* **원본 자료**
════════════════════

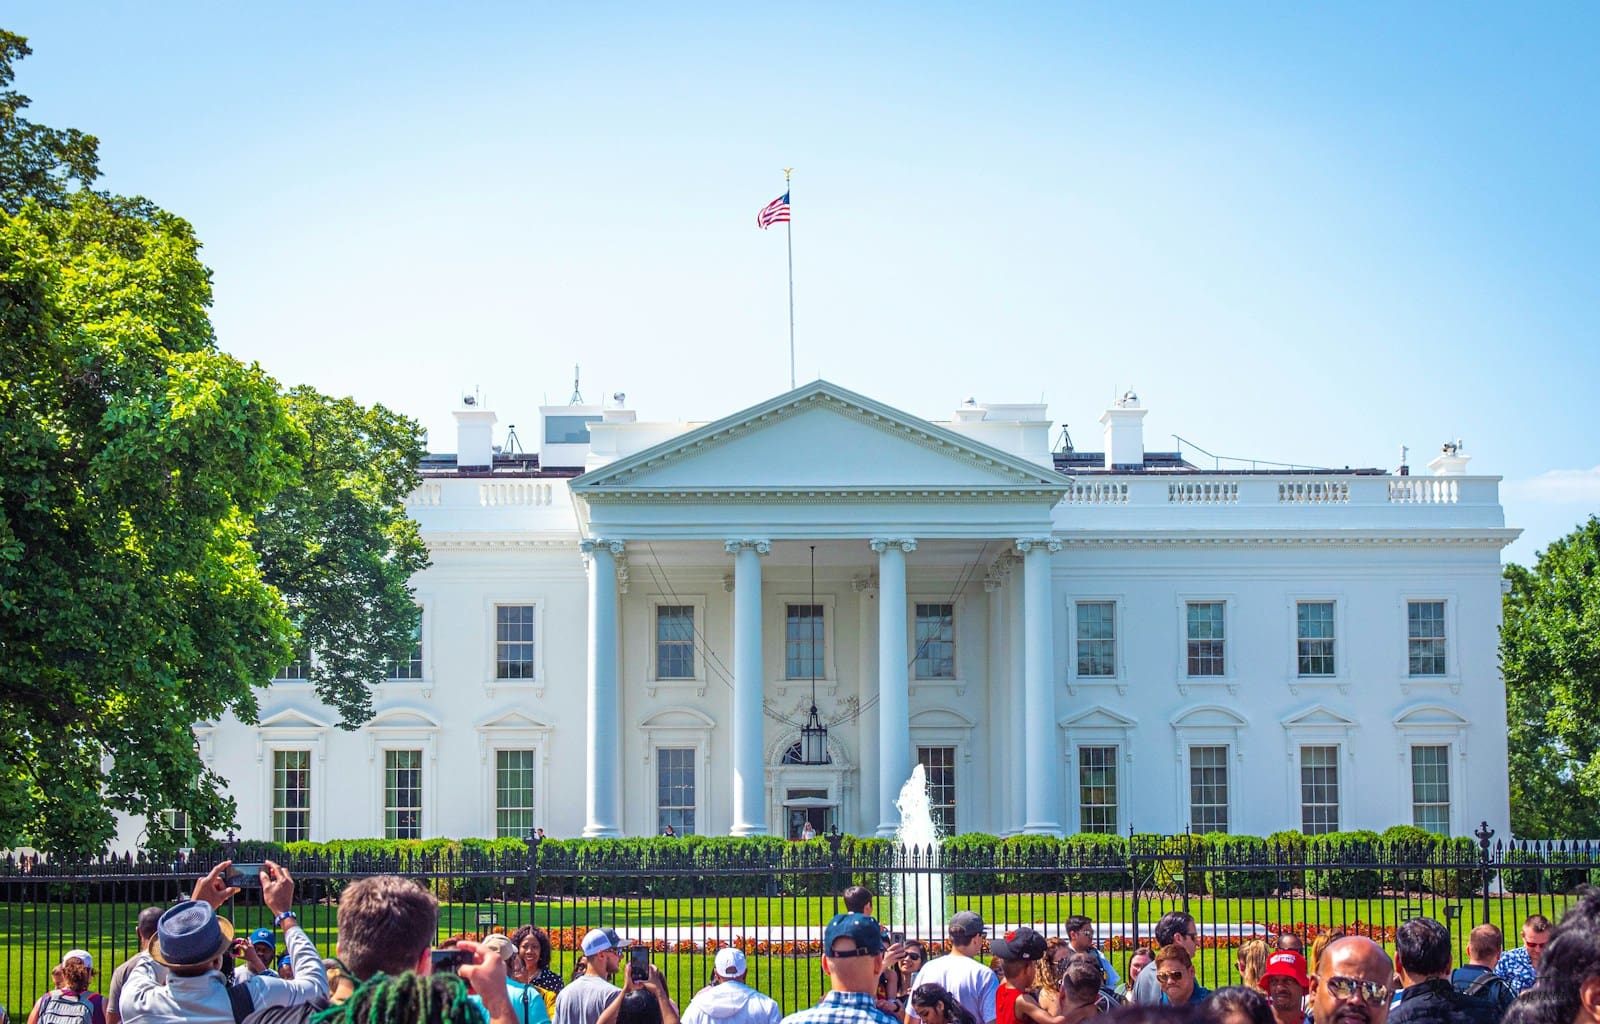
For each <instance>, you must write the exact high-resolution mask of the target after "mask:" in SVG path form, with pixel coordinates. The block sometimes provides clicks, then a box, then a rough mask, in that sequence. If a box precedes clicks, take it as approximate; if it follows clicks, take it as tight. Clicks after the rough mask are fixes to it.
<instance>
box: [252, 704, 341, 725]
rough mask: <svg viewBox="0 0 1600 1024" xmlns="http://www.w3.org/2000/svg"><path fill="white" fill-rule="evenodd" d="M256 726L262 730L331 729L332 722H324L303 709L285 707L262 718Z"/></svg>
mask: <svg viewBox="0 0 1600 1024" xmlns="http://www.w3.org/2000/svg"><path fill="white" fill-rule="evenodd" d="M256 728H262V730H331V728H333V723H331V722H323V720H320V718H312V717H310V715H307V714H306V712H302V710H298V709H294V707H285V709H283V710H280V712H274V714H270V715H267V717H266V718H262V720H261V725H258V726H256Z"/></svg>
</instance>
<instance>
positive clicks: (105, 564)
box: [0, 32, 426, 851]
mask: <svg viewBox="0 0 1600 1024" xmlns="http://www.w3.org/2000/svg"><path fill="white" fill-rule="evenodd" d="M26 53H27V46H26V43H24V40H21V37H16V35H11V34H5V32H0V86H8V85H10V83H11V80H13V69H11V64H13V61H14V59H16V58H19V56H24V54H26ZM26 102H27V101H26V98H21V96H18V94H16V93H13V91H0V206H3V210H0V366H3V370H5V373H3V376H0V848H3V846H11V845H16V843H19V842H22V843H27V845H34V846H40V848H45V850H58V851H98V850H101V848H102V846H104V843H106V842H107V838H109V837H110V835H112V834H114V832H115V819H114V811H123V813H128V814H134V816H141V818H144V819H146V821H147V822H149V832H150V840H152V845H162V842H163V840H171V838H173V837H171V835H170V834H166V832H165V829H163V826H162V824H160V811H162V810H168V808H171V810H181V811H186V813H187V814H189V824H190V827H194V829H197V830H198V832H202V834H206V832H211V830H216V829H221V827H226V826H229V824H232V819H234V802H232V800H230V798H229V797H227V794H226V781H224V779H219V778H218V776H214V774H213V773H210V771H208V770H206V768H205V765H203V762H202V757H200V750H198V747H197V742H195V736H194V731H192V725H194V723H197V722H205V720H216V718H219V717H221V715H224V714H234V715H237V717H238V718H240V720H243V722H254V720H256V698H254V688H256V686H262V685H266V682H267V680H269V678H270V677H272V675H274V670H275V669H278V667H282V666H283V664H285V662H286V661H288V659H290V656H291V651H296V650H301V648H304V646H309V648H312V650H314V651H315V653H317V658H318V659H320V664H318V667H317V669H315V670H314V672H315V674H317V675H315V682H317V691H318V693H320V694H322V696H323V699H325V701H328V702H330V704H331V706H334V707H338V709H339V712H341V718H342V720H344V722H346V723H350V725H354V723H357V722H360V720H363V718H365V717H368V715H370V696H368V685H371V683H376V682H378V680H381V678H382V662H384V661H386V659H389V658H397V656H402V654H403V653H406V651H408V650H410V646H411V635H413V629H414V626H416V614H418V613H416V608H414V605H413V598H411V592H410V587H408V582H406V581H408V578H410V574H411V573H413V571H416V570H419V568H422V566H424V565H426V554H424V549H422V544H421V541H419V538H418V534H416V526H414V523H411V522H410V520H408V518H406V517H405V510H403V498H405V493H406V491H408V490H410V488H411V486H413V485H414V483H416V466H418V459H419V456H421V446H419V429H418V426H416V424H414V422H411V421H408V419H405V418H402V416H397V414H395V413H390V411H387V410H384V408H381V406H378V408H371V410H368V408H362V406H358V405H357V403H354V402H350V400H334V398H328V397H323V395H320V394H317V392H315V390H312V389H307V387H299V389H293V390H291V392H288V394H283V392H282V390H280V387H278V384H277V382H275V381H274V379H272V378H269V376H267V374H266V373H264V371H262V370H261V368H259V366H254V365H245V363H240V362H238V360H235V358H232V357H229V355H227V354H224V352H221V350H218V347H216V338H214V334H213V330H211V322H210V317H208V312H206V310H208V307H210V304H211V280H210V272H208V270H206V267H205V266H203V264H202V262H200V258H198V250H200V243H198V240H197V238H195V235H194V230H192V229H190V226H189V224H187V222H186V221H182V219H181V218H178V216H173V214H170V213H165V211H162V210H158V208H157V206H154V205H152V203H149V202H146V200H141V198H123V197H114V195H106V194H101V192H94V190H91V189H88V187H86V186H88V184H90V182H93V179H94V176H96V174H98V168H96V165H94V139H93V136H85V134H82V133H77V131H56V130H50V128H43V126H38V125H30V123H29V122H26V120H22V118H19V117H16V112H18V110H19V109H21V107H24V106H26ZM72 182H77V184H78V186H82V187H69V186H70V184H72Z"/></svg>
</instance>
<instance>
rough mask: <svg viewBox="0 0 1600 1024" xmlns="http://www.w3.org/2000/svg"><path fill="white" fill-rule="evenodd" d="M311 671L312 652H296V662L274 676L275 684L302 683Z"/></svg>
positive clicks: (278, 672)
mask: <svg viewBox="0 0 1600 1024" xmlns="http://www.w3.org/2000/svg"><path fill="white" fill-rule="evenodd" d="M309 669H310V651H296V653H294V661H291V662H290V664H286V666H283V667H282V669H278V670H277V672H274V674H272V682H274V683H302V682H306V678H307V672H309Z"/></svg>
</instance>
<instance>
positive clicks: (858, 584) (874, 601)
mask: <svg viewBox="0 0 1600 1024" xmlns="http://www.w3.org/2000/svg"><path fill="white" fill-rule="evenodd" d="M853 586H854V587H856V594H858V595H859V600H861V616H859V619H858V630H856V632H858V635H859V637H861V642H859V643H858V645H856V648H858V650H856V670H858V672H859V677H861V688H859V690H858V691H856V694H858V696H859V699H861V706H862V707H866V710H862V712H861V718H859V722H858V723H856V730H858V731H856V736H858V744H856V747H858V749H859V750H861V774H859V776H858V790H859V792H861V800H859V803H861V810H859V811H858V813H856V818H854V819H850V821H840V822H838V827H840V829H843V830H846V832H862V830H877V827H878V702H877V701H874V699H872V694H875V693H877V691H878V581H877V578H875V576H869V578H866V579H858V581H854V584H853Z"/></svg>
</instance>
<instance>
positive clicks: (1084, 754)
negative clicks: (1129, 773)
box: [1078, 747, 1117, 835]
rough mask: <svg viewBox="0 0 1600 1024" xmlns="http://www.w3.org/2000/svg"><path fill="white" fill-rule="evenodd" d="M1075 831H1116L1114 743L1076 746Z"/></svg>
mask: <svg viewBox="0 0 1600 1024" xmlns="http://www.w3.org/2000/svg"><path fill="white" fill-rule="evenodd" d="M1078 832H1109V834H1112V835H1115V834H1117V747H1078Z"/></svg>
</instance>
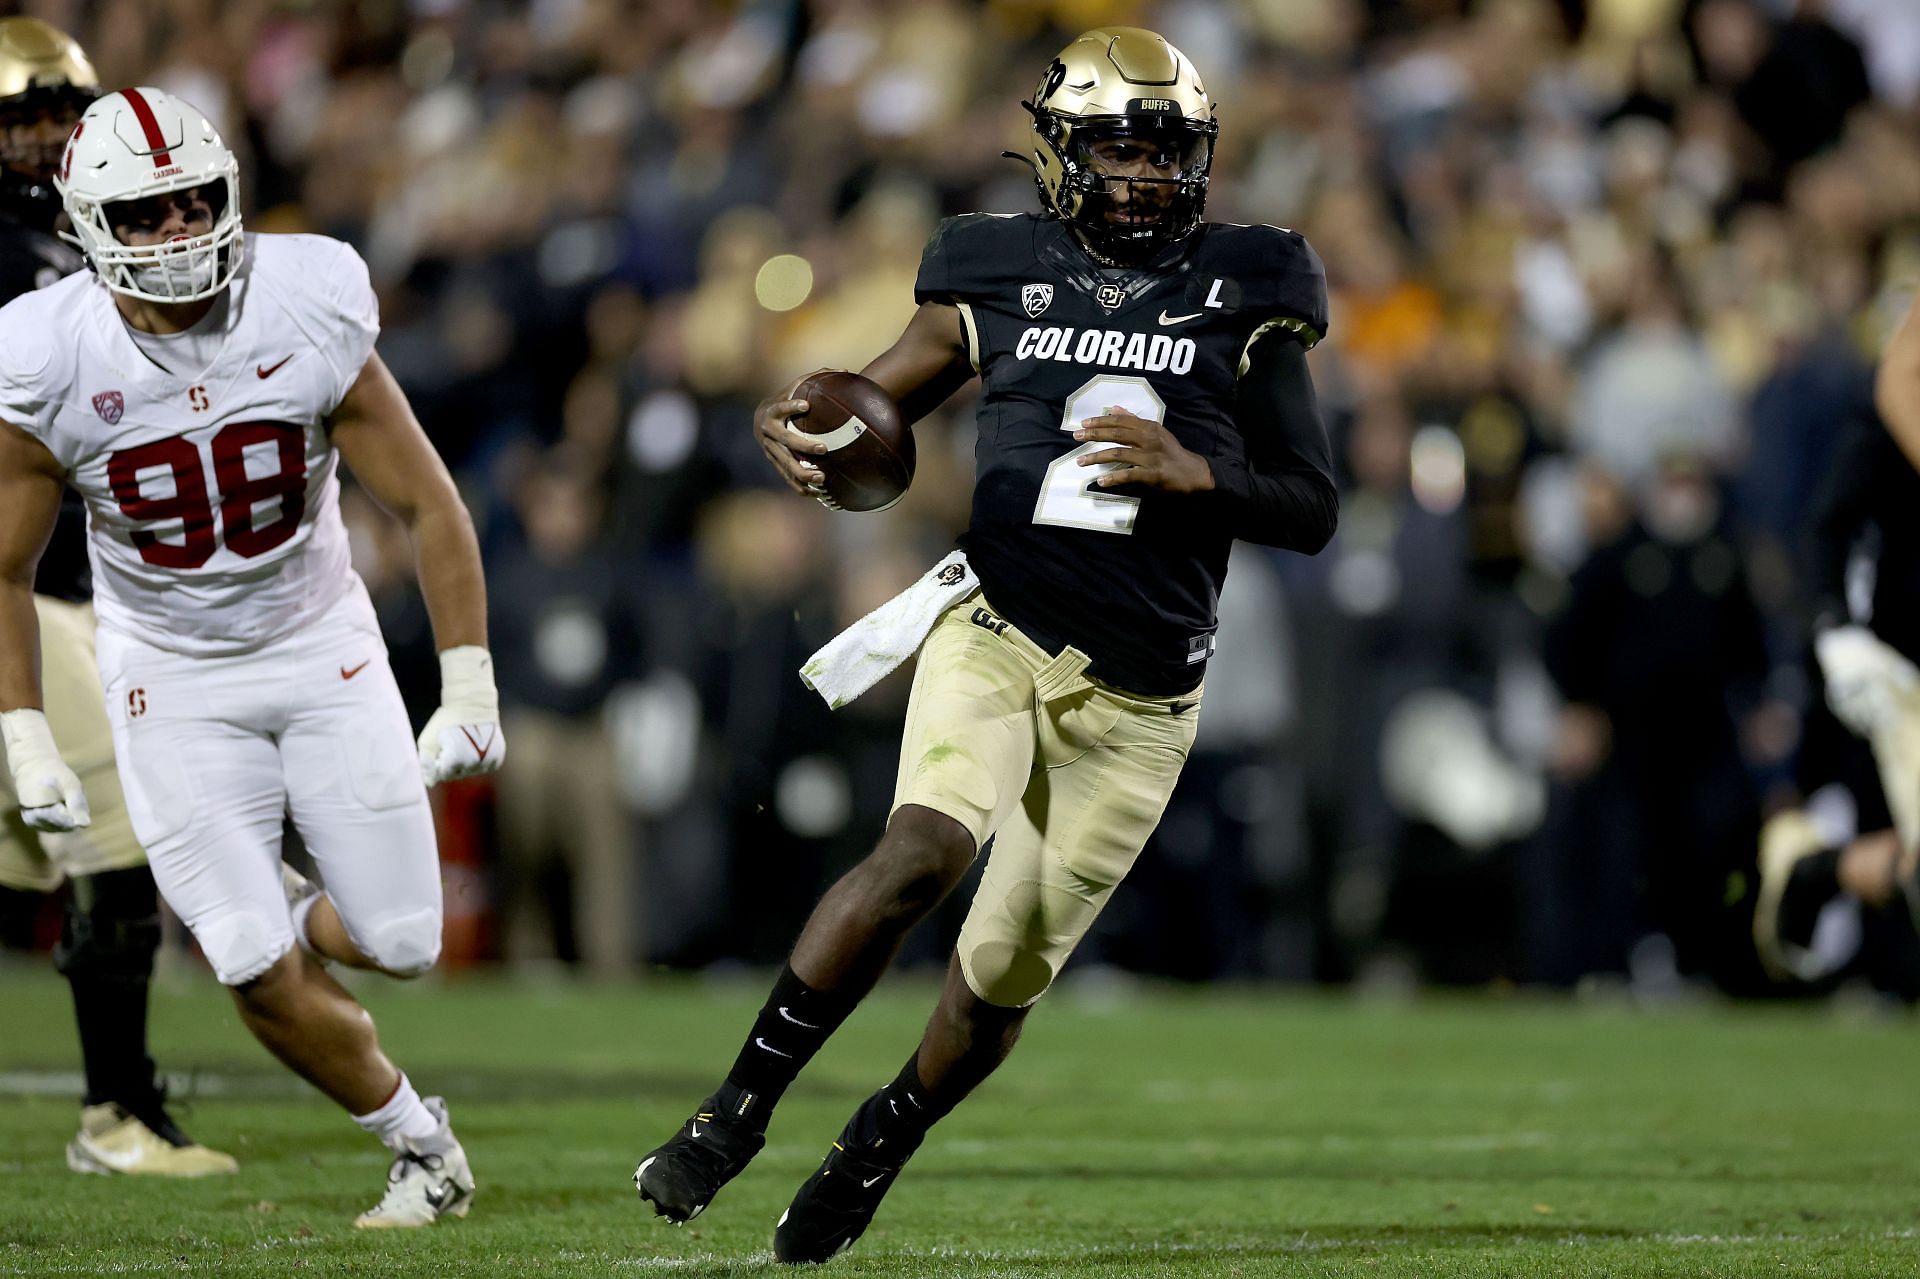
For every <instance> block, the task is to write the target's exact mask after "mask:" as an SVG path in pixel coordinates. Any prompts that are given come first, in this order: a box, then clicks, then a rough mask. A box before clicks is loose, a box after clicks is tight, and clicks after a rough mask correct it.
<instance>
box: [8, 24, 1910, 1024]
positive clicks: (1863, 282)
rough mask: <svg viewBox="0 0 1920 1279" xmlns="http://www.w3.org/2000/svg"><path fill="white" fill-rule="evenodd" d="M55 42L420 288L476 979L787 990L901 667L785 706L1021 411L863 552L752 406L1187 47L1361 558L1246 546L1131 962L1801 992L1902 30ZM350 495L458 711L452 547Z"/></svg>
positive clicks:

════════════════════

* **문제**
위 목록을 처음부터 끝까지 한 글자도 바꾸지 말고 그대로 베껴 쓰세요. 단, 그림은 답에 넣지 마세요.

* **과제 풀이**
For each <instance>, you must write the exact high-resolution mask of the target after "mask:" in SVG path form, with pixel coordinates. The block sometimes provides clicks, then a box, then a rough mask, in that sequence. If a box precedes clicks, take it as approximate; if it follows clicks, take it as tight. Clicks after the rough mask are fixes to it.
<instance>
box: [252, 704, 341, 725]
rough mask: <svg viewBox="0 0 1600 1024" xmlns="http://www.w3.org/2000/svg"><path fill="white" fill-rule="evenodd" d="M256 726L262 730L331 729L332 722H324L303 709L285 707L262 718Z"/></svg>
mask: <svg viewBox="0 0 1600 1024" xmlns="http://www.w3.org/2000/svg"><path fill="white" fill-rule="evenodd" d="M256 728H262V730H331V728H333V723H331V722H323V720H320V718H312V717H310V715H307V714H306V712H302V710H298V709H294V707H285V709H283V710H280V712H274V714H270V715H267V717H266V718H262V720H261V725H258V726H256Z"/></svg>
</instance>
<instance>
positive clicks: (105, 564)
box: [0, 32, 426, 851]
mask: <svg viewBox="0 0 1600 1024" xmlns="http://www.w3.org/2000/svg"><path fill="white" fill-rule="evenodd" d="M26 53H27V46H26V43H24V40H21V37H16V35H11V34H5V32H0V86H8V85H10V83H11V80H13V69H11V64H13V61H14V59H16V58H19V56H24V54H26ZM26 102H27V101H26V98H21V96H18V94H16V93H13V91H0V206H3V210H0V366H3V370H5V373H3V376H0V848H3V846H11V845H16V843H19V842H22V843H27V845H34V846H40V848H45V850H58V851H98V850H101V848H102V846H104V843H106V842H107V838H109V837H110V835H112V834H114V832H115V819H114V811H123V813H128V814H134V816H141V818H144V819H146V821H147V822H149V832H150V840H152V845H162V842H163V840H171V838H173V837H171V835H170V834H166V832H165V829H163V826H162V824H160V811H162V810H168V808H171V810H181V811H186V813H187V814H189V824H190V827H194V829H197V830H198V832H202V834H206V832H211V830H216V829H221V827H226V826H229V824H232V819H234V802H232V800H230V798H229V797H227V794H226V781H224V779H219V778H218V776H214V774H213V773H210V771H208V770H206V768H205V765H203V762H202V757H200V750H198V747H197V742H195V736H194V731H192V725H194V723H197V722H205V720H216V718H219V717H221V715H224V714H234V715H237V717H238V718H240V720H243V722H254V720H256V698H254V688H256V686H262V685H266V682H267V680H269V678H270V677H272V675H274V670H275V669H278V667H282V666H283V664H285V662H286V661H288V659H290V656H291V651H296V650H301V648H304V646H309V648H312V650H314V651H315V653H317V658H318V659H320V664H318V667H317V669H315V670H314V672H315V674H317V675H315V682H317V691H318V693H320V694H322V696H323V699H325V701H328V702H330V704H331V706H334V707H338V709H339V712H341V718H342V720H344V722H346V723H350V725H354V723H357V722H360V720H363V718H365V717H368V715H370V696H368V685H371V683H376V682H378V680H381V678H382V662H384V661H386V659H389V658H397V656H402V654H403V653H406V651H408V650H410V646H411V635H413V629H414V626H416V614H418V613H416V608H414V605H413V598H411V592H410V587H408V582H406V581H408V578H410V574H411V573H413V571H416V570H419V568H422V566H424V565H426V554H424V549H422V544H421V541H419V538H418V534H416V526H414V523H411V522H410V520H408V518H406V517H405V510H403V498H405V493H406V491H408V490H410V488H411V486H413V485H414V483H416V466H418V459H419V456H421V446H419V429H418V426H416V424H414V422H411V421H408V419H405V418H402V416H397V414H395V413H390V411H387V410H384V408H381V406H378V408H371V410H368V408H362V406H358V405H357V403H354V402H350V400H334V398H328V397H323V395H320V394H317V392H315V390H312V389H307V387H299V389H293V390H291V392H288V394H283V392H282V390H280V387H278V384H277V382H275V381H274V379H272V378H269V376H267V374H266V373H264V371H262V370H261V368H259V366H254V365H245V363H240V362H238V360H235V358H232V357H229V355H227V354H224V352H221V350H218V347H216V338H214V334H213V330H211V322H210V317H208V312H206V310H208V307H210V304H211V280H210V272H208V270H206V267H205V266H203V264H202V262H200V258H198V250H200V243H198V240H197V238H195V235H194V230H192V229H190V226H189V224H187V222H186V221H182V219H181V218H178V216H173V214H170V213H165V211H162V210H158V208H157V206H154V205H152V203H149V202H146V200H141V198H123V197H114V195H106V194H101V192H94V190H91V189H88V187H86V186H88V184H90V182H93V179H94V176H96V174H98V168H96V165H94V139H93V136H85V134H82V133H77V131H56V130H50V128H43V126H38V125H30V123H29V122H26V120H22V118H19V117H16V112H18V110H19V109H21V107H24V106H26ZM72 182H77V184H78V186H82V187H69V186H70V184H72Z"/></svg>
</instance>
<instance>
rough mask: <svg viewBox="0 0 1600 1024" xmlns="http://www.w3.org/2000/svg"><path fill="white" fill-rule="evenodd" d="M311 671L312 652H296V662L274 676L275 684L302 683Z"/></svg>
positive clicks: (278, 672)
mask: <svg viewBox="0 0 1600 1024" xmlns="http://www.w3.org/2000/svg"><path fill="white" fill-rule="evenodd" d="M309 669H310V651H296V653H294V661H291V662H290V664H286V666H283V667H282V669H278V670H277V672H274V674H272V682H274V683H302V682H306V678H307V672H309Z"/></svg>
</instance>
<instance>
positive clicks: (858, 584) (874, 601)
mask: <svg viewBox="0 0 1600 1024" xmlns="http://www.w3.org/2000/svg"><path fill="white" fill-rule="evenodd" d="M853 586H854V587H856V594H858V595H859V600H861V616H859V619H858V630H856V632H858V635H859V637H861V642H859V643H858V645H856V648H858V650H856V670H858V672H859V677H861V688H859V690H858V691H856V694H858V696H859V699H861V706H862V707H866V710H862V712H861V718H859V722H858V723H856V730H858V731H856V736H858V744H856V747H858V749H859V750H861V774H859V776H858V790H859V792H861V800H859V803H861V810H859V811H858V813H856V818H854V819H850V821H840V822H838V827H840V829H843V830H846V832H862V830H877V827H878V702H877V701H874V699H872V694H875V693H877V691H878V581H877V578H875V576H869V578H866V579H858V581H854V584H853Z"/></svg>
</instance>
<instance>
positive clicks: (1084, 754)
negative clicks: (1129, 773)
box: [1078, 747, 1117, 835]
rough mask: <svg viewBox="0 0 1600 1024" xmlns="http://www.w3.org/2000/svg"><path fill="white" fill-rule="evenodd" d="M1075 831H1116L1114 743L1076 746Z"/></svg>
mask: <svg viewBox="0 0 1600 1024" xmlns="http://www.w3.org/2000/svg"><path fill="white" fill-rule="evenodd" d="M1078 832H1109V834H1112V835H1115V834H1117V747H1078Z"/></svg>
</instance>
For every <instance> block, the task is to write the target's exact mask after "mask:" as an SVG path in pixel coordinates. Any prompts that are given come first, in this order: a box, then clicks, then a rough mask. A box before clicks is loose, a box after clicks is tight, and clicks after a rough mask correct it.
<instance>
box: [8, 24, 1910, 1024]
positive clicks: (1863, 282)
rough mask: <svg viewBox="0 0 1920 1279" xmlns="http://www.w3.org/2000/svg"><path fill="white" fill-rule="evenodd" d="M55 42L420 288L476 979L787 990L901 667L785 706L1021 411L863 552L752 406L1187 47L1361 558L1246 546L1131 962L1801 992L1902 30ZM350 495L458 711L452 547Z"/></svg>
positive clicks:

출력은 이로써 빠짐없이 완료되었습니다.